▸ **Problem details**
Give the lines of the listing below as a JSON list of strings, one string per line, leaving out blank lines.

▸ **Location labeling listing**
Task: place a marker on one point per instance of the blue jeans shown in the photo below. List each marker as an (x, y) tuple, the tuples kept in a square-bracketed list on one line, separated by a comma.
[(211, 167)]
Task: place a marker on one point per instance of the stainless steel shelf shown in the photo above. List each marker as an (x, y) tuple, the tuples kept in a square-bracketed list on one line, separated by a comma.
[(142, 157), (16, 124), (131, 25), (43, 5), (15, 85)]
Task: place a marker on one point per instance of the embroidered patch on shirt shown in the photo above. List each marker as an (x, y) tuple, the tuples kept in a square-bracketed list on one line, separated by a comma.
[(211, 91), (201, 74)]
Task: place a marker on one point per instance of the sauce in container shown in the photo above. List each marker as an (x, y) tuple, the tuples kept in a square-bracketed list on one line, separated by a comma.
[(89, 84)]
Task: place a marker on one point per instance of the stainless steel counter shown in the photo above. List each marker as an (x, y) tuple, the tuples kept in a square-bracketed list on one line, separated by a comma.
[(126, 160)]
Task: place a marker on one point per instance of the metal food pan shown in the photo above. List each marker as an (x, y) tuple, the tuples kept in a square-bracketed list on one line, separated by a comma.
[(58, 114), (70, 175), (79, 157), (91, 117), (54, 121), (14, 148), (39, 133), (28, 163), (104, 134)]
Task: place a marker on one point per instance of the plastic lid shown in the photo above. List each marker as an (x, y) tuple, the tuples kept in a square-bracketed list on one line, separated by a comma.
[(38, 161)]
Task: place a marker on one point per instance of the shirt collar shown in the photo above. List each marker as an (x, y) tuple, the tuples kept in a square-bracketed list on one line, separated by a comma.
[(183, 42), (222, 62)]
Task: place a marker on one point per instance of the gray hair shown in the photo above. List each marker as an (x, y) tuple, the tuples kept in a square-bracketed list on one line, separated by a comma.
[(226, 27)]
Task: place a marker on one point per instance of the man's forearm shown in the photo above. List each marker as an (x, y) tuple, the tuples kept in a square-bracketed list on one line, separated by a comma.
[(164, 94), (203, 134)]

▸ **Exercise solution**
[
  "Task: place a marker on one point per instance of the blue jeans shown in the photo below. List each marker as an (x, y) tuple, the tuples kept in a square-bracketed list on one line, separated by a comma.",
  "[(211, 167)]",
  "Task: place a marker on one point per instance of the stainless steel shelf shown in the photo above. List each marker as an (x, y) tuple, the tuples kept in a square-bracketed list on one line, separated by a comma.",
  "[(142, 157), (16, 124), (131, 25), (43, 5), (15, 85)]",
  "Task: place a marker on one point per instance of the embroidered patch on shirt shown in the photo above. List each marker as an (x, y) tuple, the tuples kept in a square-bracketed list on one line, separated by a comma.",
  "[(211, 91), (201, 74)]",
  "Task: place a marker on one point per instance of the sauce in container shown in the photo above. List each marker as an (x, y) tuple, the tuples kept in a square-bracketed list on one line, separated by a comma.",
  "[(89, 84)]",
  "Task: place a marker on one point per instance of the stainless steel counter shown in the photo above. List each marker as an (x, y) tuple, the tuples kept in a square-bracketed list on one line, separated by a comma.",
  "[(126, 160)]",
  "Task: place a marker on one point per instance of the metal food pan shown in the photo above. List each marker as an (x, y) tuple, the tuples kept in a square-bracketed list on one line, separated by a comma.",
  "[(58, 114), (70, 175), (79, 157), (91, 117), (54, 121), (14, 148), (39, 133), (28, 163), (104, 134)]",
  "Task: place a marker on one point per instance of the plastic lid shown in the photo above. List each marker as an (x, y) tuple, the tuples kept in a square-bracketed list on one line, separated by a comma.",
  "[(38, 161)]",
  "Task: place a marker on one point per instance of the shirt collar shown in the photo above. List each marker as an (x, y) tuple, the tuples kept in a square-bracketed list on one line, separated by a comma.",
  "[(183, 42), (222, 62)]",
  "Task: place a marker on one point per instance of the gray hair shown in the photo above. List each marker as an (x, y) tuple, the tuples kept in a square-bracketed list on one line, separated by a comma.",
  "[(226, 27)]",
  "Task: place a marker on one point per instance of the man's forearm shown in the photo above. List each marker as an (x, y) tuple, the tuples kept in a square-bracketed list on one line, separated by a comma.",
  "[(164, 94), (203, 134)]"
]